The sequence set is the lowest level of the index component in a Key-Sequenced Data Set (KSDS). It sits between the index set (the upper levels of the index) and the data component (where the actual records are stored). The sequence set has one entry for each control interval in the data component: each entry typically holds the highest key value in that data CI and a pointer—usually a relative byte address (RBA)—to that data CI. VSAM uses the sequence set to find which data CI contains a given key when you do a random read, and to walk the data in key order when you do sequential access. Understanding the sequence set helps you see how key-based and sequential access work and how the index is organized. This page explains what the sequence set is, what it contains, how it relates to the data CIs and the index set, and how VSAM uses it for random and sequential access.
The sequence set is the bottom level of the KSDS index. The index component as a whole has two kinds of levels: the index set (one or more levels at the top) and the sequence set (one level at the bottom). The sequence set is the only level that points directly to the data component. Each entry in the sequence set corresponds to one control interval in the data component. So if your data component has 500 data CIs, the sequence set has 500 entries. Each entry tells VSAM: “For this range of keys (up to this high key), the records are in the data CI at this RBA.” So the sequence set is the bridge from “key value” to “which data CI to read.” You never see or manipulate the sequence set directly; the access method uses it when you do READ by key, READ NEXT, or insert/delete/update.
Each sequence set entry typically contains: (1) a key value—often the highest key in the data CI that this entry represents (the “high key” or separator); and (2) a pointer to that data CI—usually the relative byte address (RBA) of the CI in the data component. So when VSAM is looking for a record with key K, it searches the sequence set (or uses the index set to narrow down which part of the sequence set to search) to find the entry whose key range includes K. That entry’s pointer gives the RBA of the data CI; VSAM then reads that CI and searches within it for the record with key K. The sequence set entries are stored in ascending key order. So the first sequence set entry points to the data CI with the lowest keys, the next entry to the next CI, and so on. That order is what allows sequential access: VSAM can read the sequence set in order and thus know the order of the data CIs by key.
| Item | Detail |
|---|---|
| High key (or key range) | The highest key value in the data CI that this entry represents. Used to decide whether a search key falls in this CI. |
| Pointer (RBA) | Relative byte address of the data CI in the data component. VSAM uses this to read the correct CI. |
| Order | Sequence set entries are in ascending key order. So the sequence set reflects the key order of the data CIs. |
There is a one-to-one correspondence between sequence set entries and data control intervals. Every data CI has exactly one sequence set entry that points to it. So the number of sequence set entries equals the number of data CIs in the cluster. When you add records and VSAM performs a CI split (creating a new data CI), a new sequence set entry is added for that new CI. When the sequence set itself grows, it is stored in index CIs; typically there is one sequence set index CI per control area in the data component, or the sequence set is packed into index CIs in key order. The exact packing depends on the implementation, but the important point is: the sequence set has one entry per data CI, and those entries are in key order so that the “sequence” of data CIs by key is known.

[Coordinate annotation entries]
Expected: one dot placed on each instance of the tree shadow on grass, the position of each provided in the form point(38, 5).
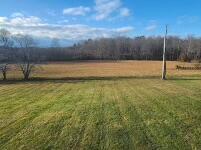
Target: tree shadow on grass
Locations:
point(75, 80)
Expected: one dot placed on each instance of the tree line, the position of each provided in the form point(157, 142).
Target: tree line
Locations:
point(23, 50)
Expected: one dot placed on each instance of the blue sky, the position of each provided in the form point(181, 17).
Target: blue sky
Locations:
point(82, 19)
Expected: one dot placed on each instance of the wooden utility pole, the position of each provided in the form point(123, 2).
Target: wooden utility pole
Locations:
point(164, 69)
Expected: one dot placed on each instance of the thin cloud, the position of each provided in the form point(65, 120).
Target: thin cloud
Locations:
point(77, 11)
point(36, 27)
point(187, 19)
point(124, 12)
point(107, 8)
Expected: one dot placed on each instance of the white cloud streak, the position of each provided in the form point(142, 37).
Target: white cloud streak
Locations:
point(36, 27)
point(106, 8)
point(77, 11)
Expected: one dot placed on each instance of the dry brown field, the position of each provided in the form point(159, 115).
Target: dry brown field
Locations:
point(106, 69)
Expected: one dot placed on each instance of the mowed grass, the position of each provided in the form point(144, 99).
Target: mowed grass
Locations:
point(138, 112)
point(110, 114)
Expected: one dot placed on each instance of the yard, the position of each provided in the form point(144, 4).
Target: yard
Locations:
point(128, 108)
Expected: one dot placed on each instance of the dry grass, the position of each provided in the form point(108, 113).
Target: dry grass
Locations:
point(107, 69)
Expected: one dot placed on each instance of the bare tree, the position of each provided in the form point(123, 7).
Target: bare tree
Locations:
point(6, 43)
point(26, 57)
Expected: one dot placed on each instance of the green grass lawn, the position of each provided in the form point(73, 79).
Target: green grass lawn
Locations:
point(101, 114)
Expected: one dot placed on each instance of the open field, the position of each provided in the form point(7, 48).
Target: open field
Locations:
point(106, 69)
point(111, 113)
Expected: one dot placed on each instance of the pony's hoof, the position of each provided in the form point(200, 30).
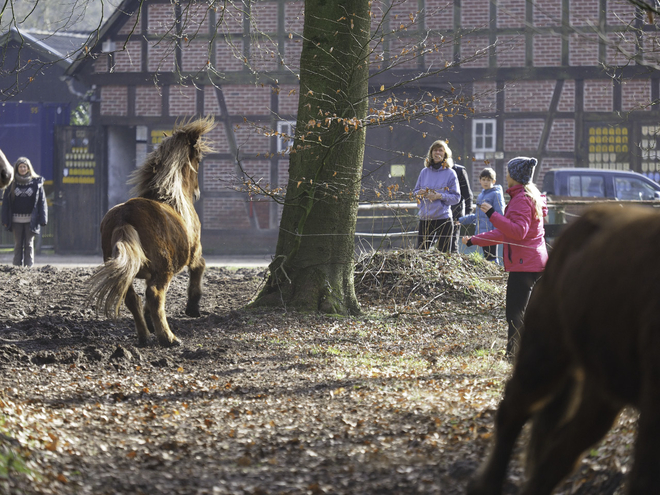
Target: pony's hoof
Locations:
point(193, 312)
point(175, 343)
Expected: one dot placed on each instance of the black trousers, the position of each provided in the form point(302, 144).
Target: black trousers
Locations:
point(518, 289)
point(490, 253)
point(431, 231)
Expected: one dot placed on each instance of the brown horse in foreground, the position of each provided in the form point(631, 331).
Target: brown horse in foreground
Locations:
point(6, 171)
point(155, 235)
point(590, 346)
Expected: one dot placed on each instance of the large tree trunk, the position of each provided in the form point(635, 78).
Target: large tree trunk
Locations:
point(313, 267)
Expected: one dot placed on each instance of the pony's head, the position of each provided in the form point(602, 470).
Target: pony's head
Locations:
point(171, 172)
point(6, 171)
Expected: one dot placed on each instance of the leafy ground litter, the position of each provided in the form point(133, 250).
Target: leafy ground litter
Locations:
point(399, 400)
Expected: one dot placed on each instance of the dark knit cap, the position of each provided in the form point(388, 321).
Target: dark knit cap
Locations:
point(521, 169)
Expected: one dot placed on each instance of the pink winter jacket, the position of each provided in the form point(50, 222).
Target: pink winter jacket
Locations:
point(521, 233)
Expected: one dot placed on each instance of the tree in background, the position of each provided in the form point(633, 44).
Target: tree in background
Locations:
point(313, 264)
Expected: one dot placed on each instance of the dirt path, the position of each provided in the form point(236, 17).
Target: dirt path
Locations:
point(398, 400)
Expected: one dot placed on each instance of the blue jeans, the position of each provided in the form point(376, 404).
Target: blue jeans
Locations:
point(23, 244)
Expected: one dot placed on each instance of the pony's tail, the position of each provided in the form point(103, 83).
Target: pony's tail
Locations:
point(109, 284)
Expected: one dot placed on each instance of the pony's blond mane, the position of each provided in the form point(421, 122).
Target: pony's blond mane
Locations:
point(162, 175)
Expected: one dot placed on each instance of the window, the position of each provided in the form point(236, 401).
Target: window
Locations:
point(589, 186)
point(286, 130)
point(483, 135)
point(633, 189)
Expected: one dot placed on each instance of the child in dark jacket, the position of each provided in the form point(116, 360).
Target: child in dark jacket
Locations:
point(492, 194)
point(24, 210)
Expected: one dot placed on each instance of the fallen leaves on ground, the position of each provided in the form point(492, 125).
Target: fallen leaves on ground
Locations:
point(398, 400)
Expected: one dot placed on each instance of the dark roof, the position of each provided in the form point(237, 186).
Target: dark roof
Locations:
point(60, 48)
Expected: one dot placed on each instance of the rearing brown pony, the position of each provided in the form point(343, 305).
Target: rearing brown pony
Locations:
point(155, 235)
point(6, 171)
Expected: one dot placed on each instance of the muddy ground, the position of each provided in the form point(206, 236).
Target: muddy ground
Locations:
point(397, 400)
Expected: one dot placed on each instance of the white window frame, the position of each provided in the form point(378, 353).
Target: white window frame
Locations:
point(483, 135)
point(287, 127)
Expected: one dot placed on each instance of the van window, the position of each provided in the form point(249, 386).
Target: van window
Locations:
point(631, 188)
point(591, 186)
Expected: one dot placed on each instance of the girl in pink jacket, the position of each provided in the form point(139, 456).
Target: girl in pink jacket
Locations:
point(521, 232)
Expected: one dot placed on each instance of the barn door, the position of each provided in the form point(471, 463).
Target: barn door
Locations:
point(79, 184)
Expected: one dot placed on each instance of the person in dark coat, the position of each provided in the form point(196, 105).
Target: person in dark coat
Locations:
point(464, 206)
point(24, 210)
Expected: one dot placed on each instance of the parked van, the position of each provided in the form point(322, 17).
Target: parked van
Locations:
point(619, 185)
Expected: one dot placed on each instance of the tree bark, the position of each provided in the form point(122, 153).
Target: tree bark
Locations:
point(313, 266)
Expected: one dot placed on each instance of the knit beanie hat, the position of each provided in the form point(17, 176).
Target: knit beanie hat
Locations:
point(521, 169)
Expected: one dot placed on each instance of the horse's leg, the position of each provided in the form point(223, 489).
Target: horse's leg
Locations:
point(155, 295)
point(645, 473)
point(147, 317)
point(134, 305)
point(196, 270)
point(541, 372)
point(558, 450)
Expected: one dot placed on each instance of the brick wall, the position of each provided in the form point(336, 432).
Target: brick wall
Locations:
point(475, 14)
point(404, 15)
point(522, 135)
point(582, 50)
point(528, 96)
point(220, 175)
point(441, 53)
point(470, 45)
point(403, 54)
point(218, 139)
point(292, 51)
point(194, 19)
point(619, 12)
point(598, 96)
point(114, 101)
point(511, 13)
point(288, 100)
point(651, 47)
point(161, 18)
point(257, 169)
point(132, 27)
point(485, 96)
point(229, 18)
point(439, 14)
point(562, 135)
point(263, 17)
point(183, 100)
point(211, 106)
point(161, 55)
point(148, 101)
point(195, 55)
point(547, 13)
point(264, 55)
point(621, 49)
point(552, 162)
point(636, 95)
point(547, 50)
point(294, 16)
point(583, 13)
point(247, 100)
point(229, 55)
point(128, 58)
point(251, 141)
point(225, 213)
point(511, 51)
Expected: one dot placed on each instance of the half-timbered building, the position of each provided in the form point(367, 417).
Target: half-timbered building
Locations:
point(572, 82)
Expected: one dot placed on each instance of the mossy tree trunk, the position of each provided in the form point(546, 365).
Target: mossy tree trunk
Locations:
point(313, 266)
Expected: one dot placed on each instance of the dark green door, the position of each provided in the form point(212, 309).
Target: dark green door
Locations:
point(79, 184)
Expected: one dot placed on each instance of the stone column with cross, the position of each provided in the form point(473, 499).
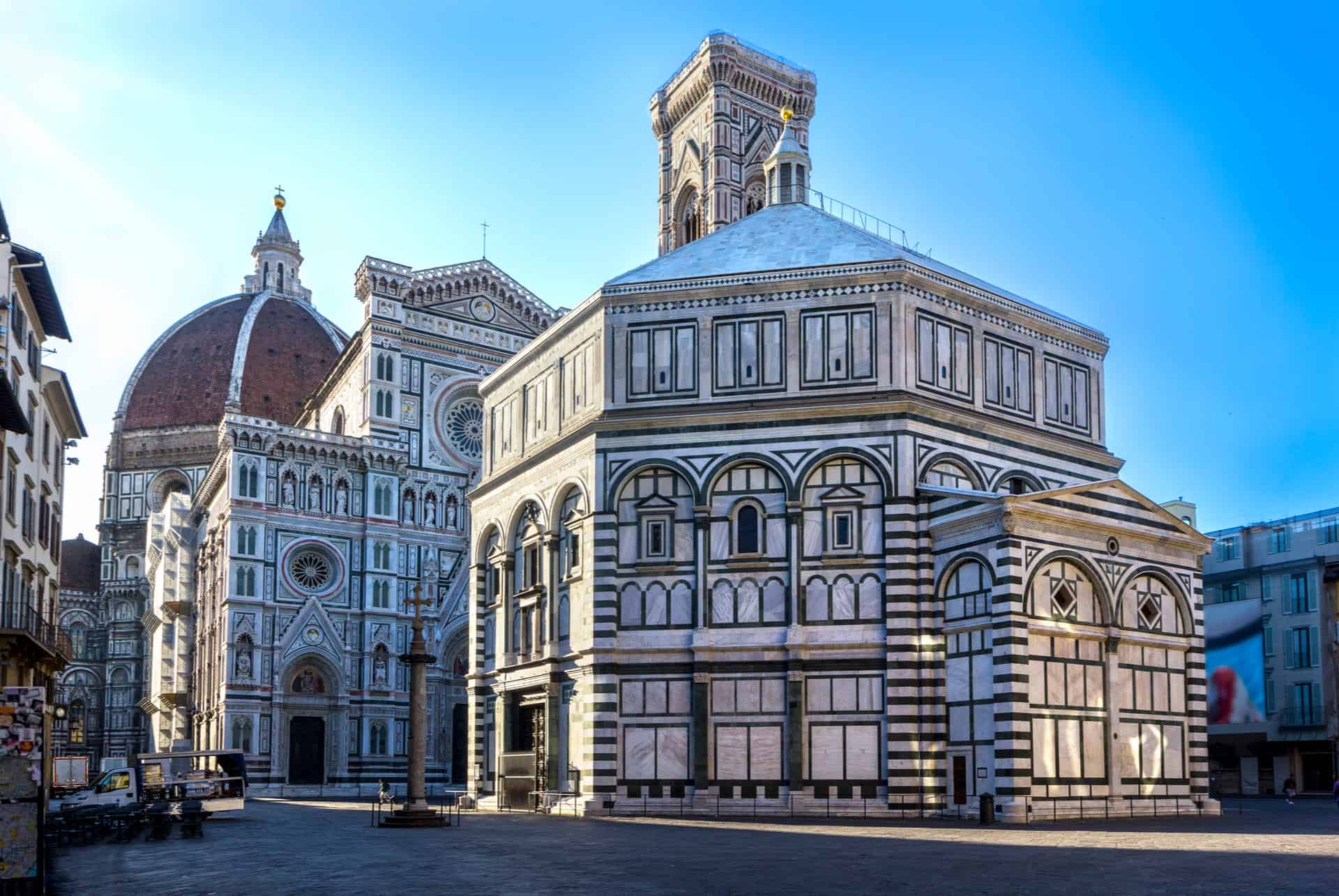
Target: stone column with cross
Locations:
point(417, 812)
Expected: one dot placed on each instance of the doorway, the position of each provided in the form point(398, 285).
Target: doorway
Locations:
point(458, 738)
point(307, 749)
point(959, 780)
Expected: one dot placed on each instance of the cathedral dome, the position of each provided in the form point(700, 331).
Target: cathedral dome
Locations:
point(255, 353)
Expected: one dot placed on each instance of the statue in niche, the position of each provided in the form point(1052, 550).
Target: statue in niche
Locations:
point(243, 666)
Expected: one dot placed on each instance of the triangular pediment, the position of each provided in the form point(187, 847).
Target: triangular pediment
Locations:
point(312, 632)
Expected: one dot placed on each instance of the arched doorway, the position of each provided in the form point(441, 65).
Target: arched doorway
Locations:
point(310, 720)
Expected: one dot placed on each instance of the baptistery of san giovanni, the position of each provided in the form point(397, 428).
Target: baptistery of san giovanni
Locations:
point(796, 515)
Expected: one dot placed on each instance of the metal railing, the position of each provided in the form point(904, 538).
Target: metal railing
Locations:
point(22, 616)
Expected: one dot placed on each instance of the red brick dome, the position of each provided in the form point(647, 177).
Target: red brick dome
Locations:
point(262, 354)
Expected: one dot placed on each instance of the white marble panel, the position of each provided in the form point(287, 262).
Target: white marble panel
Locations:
point(655, 605)
point(1094, 686)
point(672, 753)
point(983, 718)
point(816, 599)
point(732, 753)
point(870, 599)
point(1043, 747)
point(819, 695)
point(813, 533)
point(722, 697)
point(844, 599)
point(681, 698)
point(681, 605)
point(683, 541)
point(959, 724)
point(1071, 761)
point(748, 603)
point(1074, 682)
point(826, 752)
point(1055, 683)
point(656, 698)
point(844, 694)
point(1094, 760)
point(722, 603)
point(1151, 750)
point(720, 540)
point(633, 702)
point(958, 673)
point(863, 752)
point(765, 753)
point(872, 531)
point(1174, 753)
point(1160, 692)
point(639, 753)
point(1037, 682)
point(749, 695)
point(774, 602)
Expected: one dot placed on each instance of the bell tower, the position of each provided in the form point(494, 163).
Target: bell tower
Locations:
point(278, 257)
point(718, 119)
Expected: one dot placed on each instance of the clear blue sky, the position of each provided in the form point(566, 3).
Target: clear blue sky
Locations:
point(1161, 172)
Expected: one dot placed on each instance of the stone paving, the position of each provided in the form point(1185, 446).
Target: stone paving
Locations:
point(315, 846)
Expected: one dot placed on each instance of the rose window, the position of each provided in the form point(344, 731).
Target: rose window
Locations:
point(311, 570)
point(465, 427)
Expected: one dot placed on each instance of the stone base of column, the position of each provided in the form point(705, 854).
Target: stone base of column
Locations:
point(416, 817)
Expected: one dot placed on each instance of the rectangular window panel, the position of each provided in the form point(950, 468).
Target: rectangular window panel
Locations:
point(774, 363)
point(725, 355)
point(662, 358)
point(749, 372)
point(925, 351)
point(686, 358)
point(640, 340)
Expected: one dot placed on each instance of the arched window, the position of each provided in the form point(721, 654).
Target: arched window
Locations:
point(748, 529)
point(950, 476)
point(78, 639)
point(967, 591)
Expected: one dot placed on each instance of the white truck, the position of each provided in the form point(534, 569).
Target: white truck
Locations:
point(218, 778)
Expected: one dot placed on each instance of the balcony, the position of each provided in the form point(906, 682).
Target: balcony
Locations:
point(1306, 715)
point(24, 619)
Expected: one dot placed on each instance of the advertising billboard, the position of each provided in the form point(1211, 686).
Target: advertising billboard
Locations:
point(1234, 651)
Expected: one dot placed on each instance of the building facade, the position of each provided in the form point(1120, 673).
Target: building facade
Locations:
point(275, 503)
point(793, 515)
point(39, 421)
point(1292, 567)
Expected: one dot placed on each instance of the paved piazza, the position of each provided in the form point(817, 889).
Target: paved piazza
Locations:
point(328, 848)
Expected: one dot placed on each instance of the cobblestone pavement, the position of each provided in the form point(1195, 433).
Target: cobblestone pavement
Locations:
point(314, 846)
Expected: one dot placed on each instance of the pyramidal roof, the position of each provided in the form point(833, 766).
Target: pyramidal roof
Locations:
point(796, 235)
point(278, 229)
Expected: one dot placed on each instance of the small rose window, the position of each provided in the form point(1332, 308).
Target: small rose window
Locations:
point(311, 570)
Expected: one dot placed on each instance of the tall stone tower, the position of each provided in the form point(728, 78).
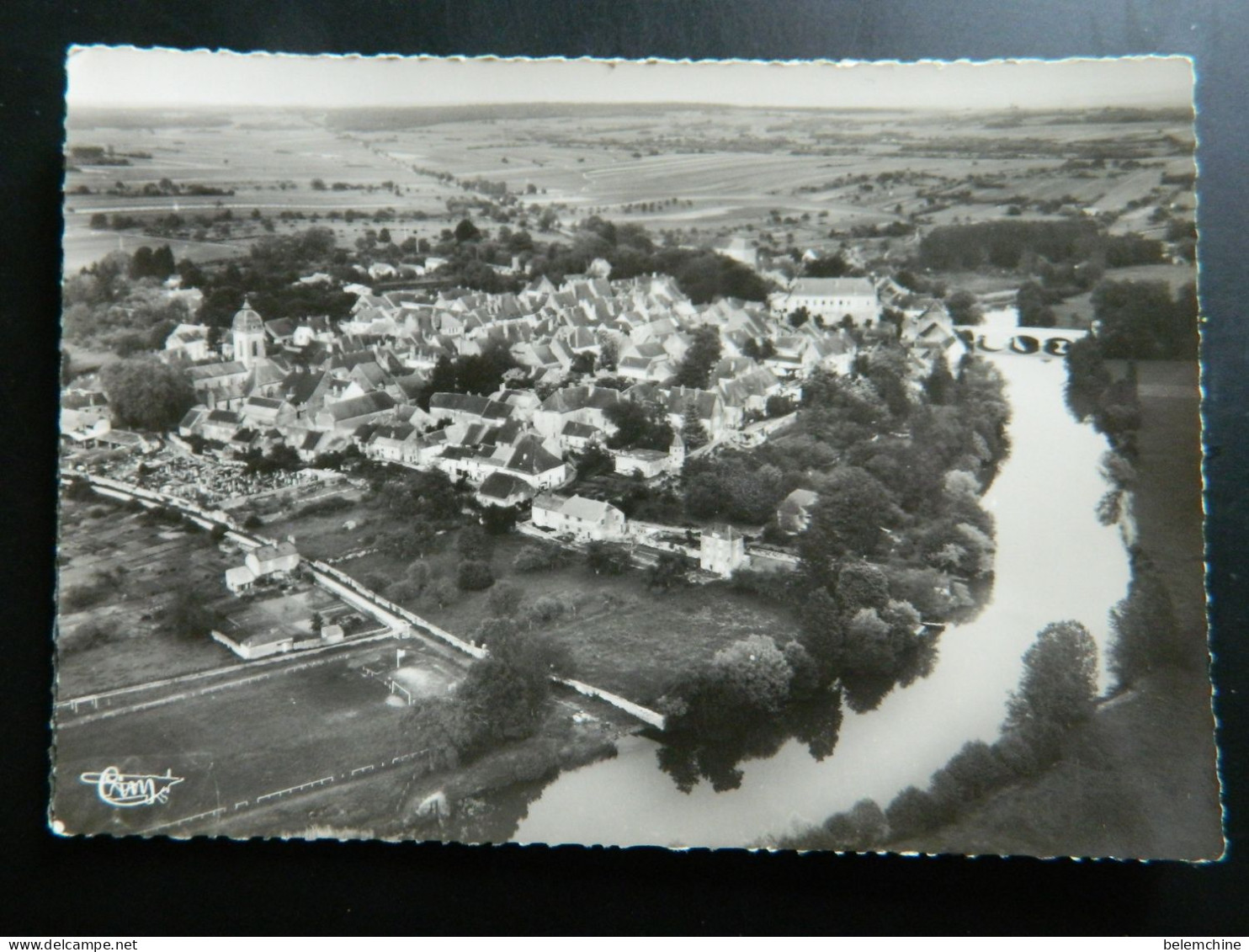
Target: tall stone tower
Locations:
point(721, 550)
point(676, 454)
point(249, 337)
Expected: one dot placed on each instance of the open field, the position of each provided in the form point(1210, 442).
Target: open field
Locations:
point(231, 745)
point(622, 635)
point(1140, 779)
point(1078, 311)
point(699, 172)
point(131, 567)
point(487, 797)
point(270, 169)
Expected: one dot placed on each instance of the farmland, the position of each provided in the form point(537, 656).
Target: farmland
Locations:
point(622, 635)
point(697, 173)
point(116, 585)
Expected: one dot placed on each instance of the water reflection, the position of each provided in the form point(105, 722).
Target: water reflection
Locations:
point(1055, 561)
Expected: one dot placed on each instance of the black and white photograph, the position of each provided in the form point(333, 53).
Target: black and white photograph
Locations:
point(740, 454)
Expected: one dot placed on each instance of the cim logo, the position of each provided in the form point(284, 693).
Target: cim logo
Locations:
point(130, 790)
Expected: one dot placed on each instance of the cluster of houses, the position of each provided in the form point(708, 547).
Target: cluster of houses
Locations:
point(319, 387)
point(720, 550)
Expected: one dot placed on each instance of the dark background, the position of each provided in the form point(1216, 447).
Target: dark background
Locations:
point(164, 887)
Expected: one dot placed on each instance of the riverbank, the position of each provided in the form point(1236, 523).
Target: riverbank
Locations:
point(479, 802)
point(1140, 779)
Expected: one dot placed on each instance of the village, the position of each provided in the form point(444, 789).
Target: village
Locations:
point(581, 350)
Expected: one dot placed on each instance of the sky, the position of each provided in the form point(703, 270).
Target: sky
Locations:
point(129, 77)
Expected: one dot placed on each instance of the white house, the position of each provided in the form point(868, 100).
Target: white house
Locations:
point(721, 550)
point(283, 557)
point(578, 516)
point(831, 299)
point(240, 578)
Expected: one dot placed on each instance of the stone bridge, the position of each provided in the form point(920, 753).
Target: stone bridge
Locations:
point(1044, 341)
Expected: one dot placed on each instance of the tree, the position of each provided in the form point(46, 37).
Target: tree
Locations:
point(1034, 305)
point(474, 576)
point(606, 559)
point(756, 670)
point(641, 426)
point(1058, 686)
point(609, 353)
point(862, 585)
point(869, 647)
point(702, 355)
point(692, 430)
point(188, 614)
point(505, 598)
point(441, 593)
point(474, 544)
point(1147, 636)
point(965, 307)
point(418, 574)
point(146, 395)
point(1142, 320)
point(495, 631)
point(848, 519)
point(939, 382)
point(913, 811)
point(668, 570)
point(466, 231)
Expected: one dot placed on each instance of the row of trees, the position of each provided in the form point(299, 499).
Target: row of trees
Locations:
point(1014, 245)
point(897, 528)
point(1057, 693)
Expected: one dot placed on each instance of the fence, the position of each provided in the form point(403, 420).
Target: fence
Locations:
point(387, 613)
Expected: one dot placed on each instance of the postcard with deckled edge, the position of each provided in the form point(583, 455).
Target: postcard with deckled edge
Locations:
point(687, 454)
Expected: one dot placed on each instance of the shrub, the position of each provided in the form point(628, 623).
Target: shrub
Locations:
point(322, 508)
point(474, 545)
point(402, 591)
point(505, 598)
point(79, 490)
point(474, 575)
point(441, 593)
point(975, 771)
point(861, 827)
point(493, 632)
point(418, 574)
point(913, 811)
point(539, 557)
point(545, 610)
point(89, 635)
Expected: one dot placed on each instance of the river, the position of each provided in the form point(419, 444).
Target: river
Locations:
point(1055, 561)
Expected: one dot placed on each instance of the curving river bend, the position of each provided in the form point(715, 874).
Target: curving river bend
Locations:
point(1055, 561)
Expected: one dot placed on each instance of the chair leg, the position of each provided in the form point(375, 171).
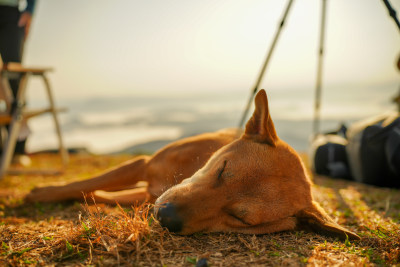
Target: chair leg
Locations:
point(14, 128)
point(62, 150)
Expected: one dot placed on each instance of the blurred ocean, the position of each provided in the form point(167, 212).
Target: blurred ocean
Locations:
point(143, 123)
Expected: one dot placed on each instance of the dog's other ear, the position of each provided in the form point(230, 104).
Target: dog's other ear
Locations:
point(260, 126)
point(315, 219)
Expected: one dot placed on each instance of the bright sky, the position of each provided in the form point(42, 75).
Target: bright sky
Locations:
point(130, 47)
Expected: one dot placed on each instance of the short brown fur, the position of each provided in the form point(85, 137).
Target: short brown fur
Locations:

**What you have to do**
Pick up the explanation of the KSDS sequence set after its final sentence and continue it.

**Output of the task**
When you do a READ by key (random read), VSAM must find the data CI that contains the record with that key. It does not scan all data CIs. Instead it uses the index. It starts at the index set (top of the index), compares the search key to the separators in the index set records, and follows the appropriate pointer down. It continues until it reaches the sequence set. In the sequence set it finds the entry whose key range includes the search key—that is, the entry whose high key is greater than or equal to the search key (and the previous entry’s range, if any, is less than the search key). That entry’s pointer is the RBA of the data CI. VSAM then reads that one data CI (if not already in a buffer), searches within the CI for the record with the exact key, and returns the record (or “not found”). So the sequence set is the final step in the index search: it gives the exact data CI that might contain the key.
For sequential access (e.g. READ NEXT after a START, or full sequential read), VSAM must return records in ascending key order. The data component stores records in key order within each CI, but the CIs themselves are scattered on DASD. The sequence set is in key order: the first entry points to the CI with the lowest keys, the next to the next CI, and so on. So VSAM can “walk” the sequence set from the beginning (or from the entry that corresponds to the current position) and, for each entry, read the corresponding data CI and return the records from that CI in order. That way the application sees records in key order without VSAM having to sort them. So the sequence set not only supports random “which CI?” lookup but also defines the key order of the data CIs for sequential processing.
The data component is organized into control areas (CAs). Each CA contains a number of control intervals. The sequence set entries for the data CIs in one CA are often stored together—for example in one or more index CIs that “belong” to that CA. So you may hear that there is “one sequence set CI per control area” or that the sequence set is organized by CA. The idea is that the sequence set is partitioned or grouped so that the index for a given CA’s data CIs is localized. That can help with buffer usage and I/O when you are accessing a range of keys that fall in one CA. The exact layout is implementation-dependent, but the principle holds: the sequence set covers all data CIs and is in key order.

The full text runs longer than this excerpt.